-- The problem --
Pick out every line of the items below that contains the word "wing", matching case exactly, and copy each one out.

*** Data rows

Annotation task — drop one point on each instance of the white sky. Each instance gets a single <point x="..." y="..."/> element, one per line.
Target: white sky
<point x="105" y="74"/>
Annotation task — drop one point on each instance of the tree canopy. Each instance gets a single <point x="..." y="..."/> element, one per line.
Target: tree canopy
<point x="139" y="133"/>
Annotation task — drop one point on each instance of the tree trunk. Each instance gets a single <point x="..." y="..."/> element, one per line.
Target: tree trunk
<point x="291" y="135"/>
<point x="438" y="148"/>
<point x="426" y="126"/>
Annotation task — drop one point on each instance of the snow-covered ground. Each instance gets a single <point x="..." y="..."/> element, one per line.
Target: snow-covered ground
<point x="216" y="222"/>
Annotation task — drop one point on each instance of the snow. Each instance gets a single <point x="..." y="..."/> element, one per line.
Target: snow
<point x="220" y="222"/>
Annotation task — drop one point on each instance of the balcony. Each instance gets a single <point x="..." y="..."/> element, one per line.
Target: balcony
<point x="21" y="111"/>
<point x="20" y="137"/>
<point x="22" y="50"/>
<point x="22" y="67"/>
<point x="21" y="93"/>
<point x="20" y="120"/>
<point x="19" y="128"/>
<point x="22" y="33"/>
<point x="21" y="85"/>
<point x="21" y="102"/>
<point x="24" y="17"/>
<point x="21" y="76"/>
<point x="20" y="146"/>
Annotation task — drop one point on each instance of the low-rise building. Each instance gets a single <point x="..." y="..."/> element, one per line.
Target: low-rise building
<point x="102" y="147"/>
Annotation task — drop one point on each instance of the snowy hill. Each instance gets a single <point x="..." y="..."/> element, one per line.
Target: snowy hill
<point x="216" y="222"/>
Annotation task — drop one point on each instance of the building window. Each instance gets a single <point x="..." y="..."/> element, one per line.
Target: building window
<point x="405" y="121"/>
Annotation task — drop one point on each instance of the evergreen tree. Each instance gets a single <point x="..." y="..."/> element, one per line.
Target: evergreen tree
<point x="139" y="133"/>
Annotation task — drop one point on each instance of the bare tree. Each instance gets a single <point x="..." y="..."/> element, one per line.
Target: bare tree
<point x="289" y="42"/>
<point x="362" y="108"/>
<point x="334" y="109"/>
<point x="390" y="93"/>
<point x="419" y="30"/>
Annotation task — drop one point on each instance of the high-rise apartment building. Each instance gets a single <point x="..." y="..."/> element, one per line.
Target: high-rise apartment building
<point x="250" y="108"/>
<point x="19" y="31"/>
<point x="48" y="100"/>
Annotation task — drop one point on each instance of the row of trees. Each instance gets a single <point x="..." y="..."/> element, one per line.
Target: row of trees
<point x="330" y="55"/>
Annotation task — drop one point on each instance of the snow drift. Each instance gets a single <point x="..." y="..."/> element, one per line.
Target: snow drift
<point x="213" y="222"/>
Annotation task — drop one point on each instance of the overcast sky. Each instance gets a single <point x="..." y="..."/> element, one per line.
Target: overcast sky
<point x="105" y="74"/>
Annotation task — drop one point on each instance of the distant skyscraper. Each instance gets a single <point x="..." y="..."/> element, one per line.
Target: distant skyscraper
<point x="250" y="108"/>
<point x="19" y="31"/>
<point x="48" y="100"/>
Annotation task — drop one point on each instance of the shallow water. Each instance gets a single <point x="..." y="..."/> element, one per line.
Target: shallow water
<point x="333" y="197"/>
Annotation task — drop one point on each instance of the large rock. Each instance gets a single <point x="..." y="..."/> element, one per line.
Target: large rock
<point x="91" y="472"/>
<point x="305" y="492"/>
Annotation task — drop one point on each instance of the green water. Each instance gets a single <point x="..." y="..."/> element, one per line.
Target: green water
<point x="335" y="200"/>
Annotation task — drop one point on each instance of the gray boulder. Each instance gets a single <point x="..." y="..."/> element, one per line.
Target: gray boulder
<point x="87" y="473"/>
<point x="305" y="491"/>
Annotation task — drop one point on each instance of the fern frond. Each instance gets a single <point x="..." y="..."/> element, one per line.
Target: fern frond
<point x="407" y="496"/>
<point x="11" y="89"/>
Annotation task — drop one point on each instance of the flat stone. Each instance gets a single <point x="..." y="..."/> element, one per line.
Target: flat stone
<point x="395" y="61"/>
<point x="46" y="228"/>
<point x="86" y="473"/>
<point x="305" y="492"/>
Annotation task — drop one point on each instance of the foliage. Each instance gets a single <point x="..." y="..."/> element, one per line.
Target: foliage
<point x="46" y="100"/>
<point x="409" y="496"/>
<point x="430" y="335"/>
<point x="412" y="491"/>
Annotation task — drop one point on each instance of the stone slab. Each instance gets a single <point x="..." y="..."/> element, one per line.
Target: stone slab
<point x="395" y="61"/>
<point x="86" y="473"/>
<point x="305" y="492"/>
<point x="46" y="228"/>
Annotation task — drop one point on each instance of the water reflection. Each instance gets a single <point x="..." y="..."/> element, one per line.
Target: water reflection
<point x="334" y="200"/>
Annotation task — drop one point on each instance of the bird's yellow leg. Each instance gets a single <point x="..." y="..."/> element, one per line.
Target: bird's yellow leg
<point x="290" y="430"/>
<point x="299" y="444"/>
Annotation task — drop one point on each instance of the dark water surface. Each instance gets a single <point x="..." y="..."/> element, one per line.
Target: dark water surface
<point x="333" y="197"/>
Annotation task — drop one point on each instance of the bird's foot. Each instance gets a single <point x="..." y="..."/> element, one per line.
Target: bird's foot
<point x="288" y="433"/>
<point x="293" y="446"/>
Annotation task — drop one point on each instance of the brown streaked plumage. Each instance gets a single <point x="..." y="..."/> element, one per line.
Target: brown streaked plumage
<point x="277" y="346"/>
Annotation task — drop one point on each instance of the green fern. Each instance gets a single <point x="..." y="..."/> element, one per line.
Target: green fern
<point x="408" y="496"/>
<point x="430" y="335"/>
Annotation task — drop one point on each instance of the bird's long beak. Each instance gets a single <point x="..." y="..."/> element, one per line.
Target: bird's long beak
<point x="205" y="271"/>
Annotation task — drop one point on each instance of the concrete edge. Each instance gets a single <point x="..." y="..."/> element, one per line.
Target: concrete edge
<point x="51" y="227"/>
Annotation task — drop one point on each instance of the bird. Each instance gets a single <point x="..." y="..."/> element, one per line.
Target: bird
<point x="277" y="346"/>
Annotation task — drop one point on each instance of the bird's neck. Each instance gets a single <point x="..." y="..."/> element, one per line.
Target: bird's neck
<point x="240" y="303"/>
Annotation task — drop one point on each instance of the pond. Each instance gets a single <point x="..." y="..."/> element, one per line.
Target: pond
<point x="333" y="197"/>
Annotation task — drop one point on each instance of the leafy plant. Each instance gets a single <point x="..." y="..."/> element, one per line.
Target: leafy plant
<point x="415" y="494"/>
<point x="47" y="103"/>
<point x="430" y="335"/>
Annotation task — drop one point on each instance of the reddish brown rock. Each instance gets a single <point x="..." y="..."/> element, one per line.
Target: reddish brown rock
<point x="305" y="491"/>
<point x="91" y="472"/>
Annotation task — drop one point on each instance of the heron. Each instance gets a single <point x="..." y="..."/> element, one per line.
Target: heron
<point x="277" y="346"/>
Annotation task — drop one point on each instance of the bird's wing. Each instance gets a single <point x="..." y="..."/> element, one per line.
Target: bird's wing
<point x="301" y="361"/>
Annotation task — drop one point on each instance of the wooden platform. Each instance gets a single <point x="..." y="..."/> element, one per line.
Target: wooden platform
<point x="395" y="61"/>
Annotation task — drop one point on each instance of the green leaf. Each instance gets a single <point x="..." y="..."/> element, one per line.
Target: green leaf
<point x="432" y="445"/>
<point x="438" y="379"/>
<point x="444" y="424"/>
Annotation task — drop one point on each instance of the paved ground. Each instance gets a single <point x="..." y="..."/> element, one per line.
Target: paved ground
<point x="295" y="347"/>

******
*** Data rows

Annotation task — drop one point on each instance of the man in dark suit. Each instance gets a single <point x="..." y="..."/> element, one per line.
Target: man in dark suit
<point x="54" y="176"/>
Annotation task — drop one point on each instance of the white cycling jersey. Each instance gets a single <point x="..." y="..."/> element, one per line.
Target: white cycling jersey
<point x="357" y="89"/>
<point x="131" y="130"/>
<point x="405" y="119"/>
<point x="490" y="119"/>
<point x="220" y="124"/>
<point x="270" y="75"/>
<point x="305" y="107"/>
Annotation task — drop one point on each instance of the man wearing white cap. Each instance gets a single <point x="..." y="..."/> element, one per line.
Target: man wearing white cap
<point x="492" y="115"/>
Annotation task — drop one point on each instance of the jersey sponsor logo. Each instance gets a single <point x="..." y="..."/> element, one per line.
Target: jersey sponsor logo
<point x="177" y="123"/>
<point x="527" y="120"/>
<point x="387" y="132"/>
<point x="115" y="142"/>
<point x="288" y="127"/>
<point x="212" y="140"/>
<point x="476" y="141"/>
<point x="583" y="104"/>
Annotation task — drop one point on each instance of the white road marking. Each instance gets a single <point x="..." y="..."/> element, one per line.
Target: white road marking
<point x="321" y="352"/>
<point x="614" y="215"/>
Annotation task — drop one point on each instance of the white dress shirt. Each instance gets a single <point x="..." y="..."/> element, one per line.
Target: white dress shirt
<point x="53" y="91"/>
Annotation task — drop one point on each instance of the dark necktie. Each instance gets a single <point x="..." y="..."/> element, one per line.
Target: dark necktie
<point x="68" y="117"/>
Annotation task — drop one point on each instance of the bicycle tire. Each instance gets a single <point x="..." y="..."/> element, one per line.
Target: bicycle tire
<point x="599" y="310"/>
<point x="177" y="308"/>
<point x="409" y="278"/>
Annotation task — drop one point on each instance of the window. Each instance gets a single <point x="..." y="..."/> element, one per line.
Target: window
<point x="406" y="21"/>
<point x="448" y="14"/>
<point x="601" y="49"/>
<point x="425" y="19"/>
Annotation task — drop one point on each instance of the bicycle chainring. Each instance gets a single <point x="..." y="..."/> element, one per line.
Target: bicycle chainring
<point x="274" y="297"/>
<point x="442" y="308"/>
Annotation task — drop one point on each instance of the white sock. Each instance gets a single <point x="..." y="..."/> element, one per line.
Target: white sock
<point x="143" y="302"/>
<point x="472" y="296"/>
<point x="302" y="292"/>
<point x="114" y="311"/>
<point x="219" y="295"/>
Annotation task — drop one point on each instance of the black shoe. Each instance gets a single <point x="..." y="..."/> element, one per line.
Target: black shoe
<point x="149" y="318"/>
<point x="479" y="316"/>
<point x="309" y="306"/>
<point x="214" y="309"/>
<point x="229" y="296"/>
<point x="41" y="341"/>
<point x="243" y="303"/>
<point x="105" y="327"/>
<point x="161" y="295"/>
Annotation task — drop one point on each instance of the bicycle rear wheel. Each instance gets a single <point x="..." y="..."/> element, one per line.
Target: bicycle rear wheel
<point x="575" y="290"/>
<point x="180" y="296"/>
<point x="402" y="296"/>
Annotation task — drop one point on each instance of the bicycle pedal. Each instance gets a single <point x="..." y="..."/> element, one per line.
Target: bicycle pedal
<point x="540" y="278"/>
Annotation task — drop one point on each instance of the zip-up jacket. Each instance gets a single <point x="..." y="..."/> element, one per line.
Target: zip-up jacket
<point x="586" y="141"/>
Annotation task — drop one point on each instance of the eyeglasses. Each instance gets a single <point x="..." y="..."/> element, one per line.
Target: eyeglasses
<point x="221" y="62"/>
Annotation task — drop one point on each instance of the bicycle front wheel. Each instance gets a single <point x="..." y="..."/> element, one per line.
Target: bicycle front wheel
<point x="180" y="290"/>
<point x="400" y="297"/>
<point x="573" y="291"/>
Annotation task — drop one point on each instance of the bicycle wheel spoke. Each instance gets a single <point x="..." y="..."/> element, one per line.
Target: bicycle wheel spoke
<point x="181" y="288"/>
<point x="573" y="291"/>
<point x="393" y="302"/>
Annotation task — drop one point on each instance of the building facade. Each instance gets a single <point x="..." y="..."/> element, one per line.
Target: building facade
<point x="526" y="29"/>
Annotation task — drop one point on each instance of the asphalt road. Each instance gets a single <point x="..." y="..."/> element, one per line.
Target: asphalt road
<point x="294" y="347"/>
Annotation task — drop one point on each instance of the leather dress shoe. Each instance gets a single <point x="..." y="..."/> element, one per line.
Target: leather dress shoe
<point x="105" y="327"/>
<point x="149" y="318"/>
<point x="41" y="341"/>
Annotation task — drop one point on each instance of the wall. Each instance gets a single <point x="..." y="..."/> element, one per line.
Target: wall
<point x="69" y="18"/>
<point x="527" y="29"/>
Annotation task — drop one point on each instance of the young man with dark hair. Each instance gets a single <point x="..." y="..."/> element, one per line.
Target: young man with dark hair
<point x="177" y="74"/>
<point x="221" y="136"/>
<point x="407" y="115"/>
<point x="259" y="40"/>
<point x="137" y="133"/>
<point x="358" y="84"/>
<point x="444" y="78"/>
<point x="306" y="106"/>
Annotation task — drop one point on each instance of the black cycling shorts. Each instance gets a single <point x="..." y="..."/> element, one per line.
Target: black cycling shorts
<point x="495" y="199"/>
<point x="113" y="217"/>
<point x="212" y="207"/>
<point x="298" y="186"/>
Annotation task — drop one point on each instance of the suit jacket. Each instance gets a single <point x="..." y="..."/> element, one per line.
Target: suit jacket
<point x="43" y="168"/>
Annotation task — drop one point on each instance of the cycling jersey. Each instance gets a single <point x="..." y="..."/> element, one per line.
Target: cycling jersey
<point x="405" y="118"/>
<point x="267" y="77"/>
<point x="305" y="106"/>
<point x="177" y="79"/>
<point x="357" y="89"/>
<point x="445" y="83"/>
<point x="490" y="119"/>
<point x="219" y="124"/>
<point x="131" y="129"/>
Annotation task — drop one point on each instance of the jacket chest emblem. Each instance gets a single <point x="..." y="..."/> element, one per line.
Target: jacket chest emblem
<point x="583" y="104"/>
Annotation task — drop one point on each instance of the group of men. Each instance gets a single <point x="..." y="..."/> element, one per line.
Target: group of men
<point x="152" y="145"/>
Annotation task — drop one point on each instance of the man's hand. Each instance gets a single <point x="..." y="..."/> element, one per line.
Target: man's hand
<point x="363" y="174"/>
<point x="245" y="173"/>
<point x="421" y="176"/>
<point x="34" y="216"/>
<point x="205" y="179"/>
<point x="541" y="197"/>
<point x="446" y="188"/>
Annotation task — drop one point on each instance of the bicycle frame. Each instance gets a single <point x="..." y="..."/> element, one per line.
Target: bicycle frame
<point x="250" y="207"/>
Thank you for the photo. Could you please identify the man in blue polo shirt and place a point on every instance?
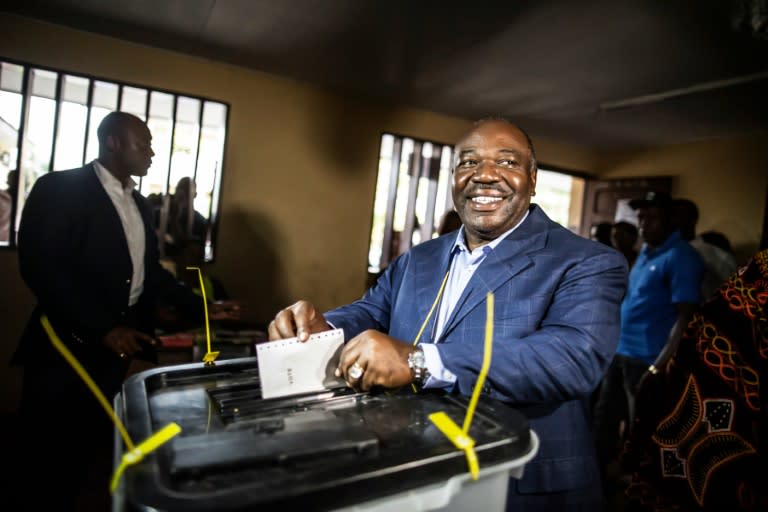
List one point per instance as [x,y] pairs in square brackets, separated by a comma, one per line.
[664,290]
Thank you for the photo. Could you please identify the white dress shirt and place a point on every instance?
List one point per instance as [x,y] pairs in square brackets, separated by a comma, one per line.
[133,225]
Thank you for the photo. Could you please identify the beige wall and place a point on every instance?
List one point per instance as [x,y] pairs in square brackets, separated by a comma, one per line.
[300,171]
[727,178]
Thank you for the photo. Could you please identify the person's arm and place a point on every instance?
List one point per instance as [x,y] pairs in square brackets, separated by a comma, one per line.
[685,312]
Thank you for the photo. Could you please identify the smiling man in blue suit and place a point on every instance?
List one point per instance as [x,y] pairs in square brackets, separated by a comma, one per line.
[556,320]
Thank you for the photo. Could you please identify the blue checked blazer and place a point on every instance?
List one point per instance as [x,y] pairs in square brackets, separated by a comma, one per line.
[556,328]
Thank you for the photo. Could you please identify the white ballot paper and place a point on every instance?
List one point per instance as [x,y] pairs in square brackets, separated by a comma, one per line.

******

-- Response to the task --
Annotation task — drop one point on each instance of the bird's wing. Each instance gets a single <point x="..." y="..."/> element, one per line.
Target: bird's wing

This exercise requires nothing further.